## WHAT TO WORK ON
Collect every line in the material below that contains the string "stucco", and copy each one in full.

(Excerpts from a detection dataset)
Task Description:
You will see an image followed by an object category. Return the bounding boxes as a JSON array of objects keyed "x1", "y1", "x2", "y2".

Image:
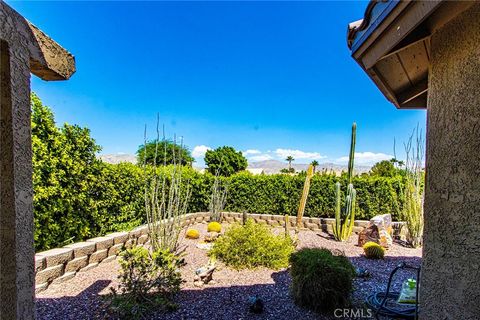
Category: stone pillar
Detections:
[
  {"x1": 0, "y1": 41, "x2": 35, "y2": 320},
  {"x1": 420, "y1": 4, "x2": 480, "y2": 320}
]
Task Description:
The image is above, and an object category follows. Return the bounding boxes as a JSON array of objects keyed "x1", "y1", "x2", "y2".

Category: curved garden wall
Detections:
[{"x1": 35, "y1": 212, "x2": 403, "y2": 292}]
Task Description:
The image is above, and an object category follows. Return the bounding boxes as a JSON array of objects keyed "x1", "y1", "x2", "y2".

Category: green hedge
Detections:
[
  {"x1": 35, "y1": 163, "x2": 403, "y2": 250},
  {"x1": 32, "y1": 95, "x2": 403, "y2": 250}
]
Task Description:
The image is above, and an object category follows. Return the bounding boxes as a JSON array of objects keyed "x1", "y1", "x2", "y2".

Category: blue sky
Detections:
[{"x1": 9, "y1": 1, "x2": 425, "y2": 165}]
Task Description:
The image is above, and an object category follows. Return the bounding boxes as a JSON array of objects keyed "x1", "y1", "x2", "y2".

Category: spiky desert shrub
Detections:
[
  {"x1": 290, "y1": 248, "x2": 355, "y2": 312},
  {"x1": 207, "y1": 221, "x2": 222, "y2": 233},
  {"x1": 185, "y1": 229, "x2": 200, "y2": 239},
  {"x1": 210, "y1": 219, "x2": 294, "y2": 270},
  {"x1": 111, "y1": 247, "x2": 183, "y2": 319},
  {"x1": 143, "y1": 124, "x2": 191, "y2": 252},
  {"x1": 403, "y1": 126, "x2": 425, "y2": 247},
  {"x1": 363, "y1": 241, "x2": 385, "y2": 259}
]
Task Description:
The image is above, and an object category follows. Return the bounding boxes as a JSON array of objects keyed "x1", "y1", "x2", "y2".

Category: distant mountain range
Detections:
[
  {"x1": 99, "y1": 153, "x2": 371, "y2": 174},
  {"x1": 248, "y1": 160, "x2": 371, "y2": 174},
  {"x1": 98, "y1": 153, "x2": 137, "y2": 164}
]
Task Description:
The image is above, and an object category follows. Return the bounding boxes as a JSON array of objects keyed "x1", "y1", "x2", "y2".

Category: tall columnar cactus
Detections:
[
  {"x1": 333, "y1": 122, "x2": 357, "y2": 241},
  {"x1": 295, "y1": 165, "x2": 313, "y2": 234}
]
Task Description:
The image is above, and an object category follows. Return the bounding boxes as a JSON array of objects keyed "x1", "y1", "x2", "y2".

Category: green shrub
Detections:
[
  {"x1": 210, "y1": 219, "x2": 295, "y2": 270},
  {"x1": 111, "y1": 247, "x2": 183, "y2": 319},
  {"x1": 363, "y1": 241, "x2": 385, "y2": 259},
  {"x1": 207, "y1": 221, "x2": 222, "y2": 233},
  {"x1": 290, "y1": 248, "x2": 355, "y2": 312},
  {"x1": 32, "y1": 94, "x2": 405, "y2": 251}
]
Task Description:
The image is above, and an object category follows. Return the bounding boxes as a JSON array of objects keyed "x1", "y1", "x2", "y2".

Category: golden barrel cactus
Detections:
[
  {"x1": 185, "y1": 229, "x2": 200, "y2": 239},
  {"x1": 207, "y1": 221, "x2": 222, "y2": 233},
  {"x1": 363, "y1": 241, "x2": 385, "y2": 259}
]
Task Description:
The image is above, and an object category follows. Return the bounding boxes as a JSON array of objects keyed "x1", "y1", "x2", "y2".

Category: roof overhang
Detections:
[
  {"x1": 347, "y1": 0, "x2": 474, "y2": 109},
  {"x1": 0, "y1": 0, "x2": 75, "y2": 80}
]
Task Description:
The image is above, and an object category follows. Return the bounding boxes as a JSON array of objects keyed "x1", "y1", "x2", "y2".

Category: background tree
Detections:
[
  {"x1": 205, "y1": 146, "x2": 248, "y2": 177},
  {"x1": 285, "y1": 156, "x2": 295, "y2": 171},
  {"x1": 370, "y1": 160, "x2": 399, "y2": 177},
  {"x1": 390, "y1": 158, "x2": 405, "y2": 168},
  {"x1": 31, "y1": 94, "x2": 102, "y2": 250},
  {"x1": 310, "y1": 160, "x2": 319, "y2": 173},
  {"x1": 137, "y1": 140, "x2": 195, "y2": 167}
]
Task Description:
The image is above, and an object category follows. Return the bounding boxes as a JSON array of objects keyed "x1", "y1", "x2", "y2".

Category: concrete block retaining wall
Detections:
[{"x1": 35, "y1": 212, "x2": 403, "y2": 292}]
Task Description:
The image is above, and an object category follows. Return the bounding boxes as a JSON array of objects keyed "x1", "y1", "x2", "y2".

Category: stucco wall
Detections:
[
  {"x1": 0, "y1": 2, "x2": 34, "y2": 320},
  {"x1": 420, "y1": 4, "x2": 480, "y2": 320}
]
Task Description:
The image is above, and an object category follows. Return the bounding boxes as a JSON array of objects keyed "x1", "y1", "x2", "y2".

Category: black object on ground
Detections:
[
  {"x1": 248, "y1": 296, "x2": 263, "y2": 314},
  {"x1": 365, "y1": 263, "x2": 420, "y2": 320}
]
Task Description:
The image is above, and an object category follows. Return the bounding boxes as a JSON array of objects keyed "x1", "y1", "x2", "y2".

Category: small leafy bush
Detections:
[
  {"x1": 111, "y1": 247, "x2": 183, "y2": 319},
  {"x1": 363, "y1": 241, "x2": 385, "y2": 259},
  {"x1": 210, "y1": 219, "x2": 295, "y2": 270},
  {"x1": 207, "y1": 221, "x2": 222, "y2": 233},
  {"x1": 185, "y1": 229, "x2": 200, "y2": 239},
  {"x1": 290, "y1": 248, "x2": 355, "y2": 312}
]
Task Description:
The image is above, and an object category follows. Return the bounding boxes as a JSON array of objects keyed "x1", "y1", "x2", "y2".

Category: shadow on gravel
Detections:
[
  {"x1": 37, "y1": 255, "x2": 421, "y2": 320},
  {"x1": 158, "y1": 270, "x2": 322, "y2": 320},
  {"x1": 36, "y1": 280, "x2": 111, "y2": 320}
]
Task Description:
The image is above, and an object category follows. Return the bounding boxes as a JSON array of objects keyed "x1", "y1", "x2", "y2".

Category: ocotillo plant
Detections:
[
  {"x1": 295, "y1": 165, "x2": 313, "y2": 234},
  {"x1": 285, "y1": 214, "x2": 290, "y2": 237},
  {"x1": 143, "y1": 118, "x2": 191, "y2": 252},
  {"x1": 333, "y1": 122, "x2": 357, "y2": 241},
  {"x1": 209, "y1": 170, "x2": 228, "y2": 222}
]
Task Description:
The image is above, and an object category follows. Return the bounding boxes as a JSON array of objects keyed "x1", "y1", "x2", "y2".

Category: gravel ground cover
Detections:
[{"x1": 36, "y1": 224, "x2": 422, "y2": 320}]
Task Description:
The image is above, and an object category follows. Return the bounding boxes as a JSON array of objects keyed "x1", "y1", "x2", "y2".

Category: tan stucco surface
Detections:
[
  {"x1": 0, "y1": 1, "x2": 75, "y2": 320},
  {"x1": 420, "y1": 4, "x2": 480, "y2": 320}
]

## RESULT FOR THIS TASK
Category: stucco wall
Category: tan stucco surface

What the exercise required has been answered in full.